» Given text
Science

Massive dust towers may have dried up water supplies on Mars

Violent dust storms that engulf the entire planet may explain why the surface is so dry.

NASA

In May, 2018, Mars witnessed one of its worst storms. Amid the chaos, plumes of dust erupted up from the planet’s surface, towering as high as 35 miles. The storm was so severe that it claimed the life of NASA’s Opportunity rover, smothered by a hazy darkness that blocked out its solar battery panel. The last signal received from Opportunity was on June 10, 2018. NASA’s Mars Reconnaissance Orbiter confirmed the death when it spotted its limp robotic body later that year.

But Opportunity’s life wasn’t in vain — observations from that fateful storm may finally answer the question of what, exactly, caused Mars’ surface water supply to dry up.

NASA's Opportunity rover appears as a small blip in this image of the dusty Martian surface.

NASA/JPL-Caltech/Univ. of Arizona

In a pair of papers, new data reveals that water vapor was trapped in the swirling frenzy of dust, hitching a ride up the tall towers — and meeting its demise.

The studies provide a possible explanation for how water may have escaped the Martian surface billions of years ago, and disappeared into space after being carried up by dust towers.

Dust-ups on the Red Planet

The Red Planet is no stranger to dust storms. They sweep over the surface every year, lasting weeks at a time. But every three Martian years — about five and a half Earth years — these storms grow into massive weather events that encircle the entire planet and block its surface from sunlight.

» Data provided
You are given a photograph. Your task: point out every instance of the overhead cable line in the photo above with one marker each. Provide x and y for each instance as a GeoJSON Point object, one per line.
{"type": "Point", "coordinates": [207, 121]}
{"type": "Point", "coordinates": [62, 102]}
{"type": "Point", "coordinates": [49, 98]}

» Brief
Rewrite the stretch of the Mars dust article from "Massive dust towers" through "later that year.", substituting "dust columns" for every occurrence of "dust towers".

» Solution for this exercise
Massive dust columns may have dried up water supplies on Mars

Violent dust storms that engulf the entire planet may explain why the surface is so dry.

NASA

In May, 2018, Mars witnessed one of its worst storms. Amid the chaos, plumes of dust erupted up from the planet’s surface, towering as high as 35 miles. The storm was so severe that it claimed the life of NASA’s Opportunity rover, smothered by a hazy darkness that blocked out its solar battery panel. The last signal received from Opportunity was on June 10, 2018. NASA’s Mars Reconnaissance Orbiter confirmed the death when it spotted its limp robotic body later that year.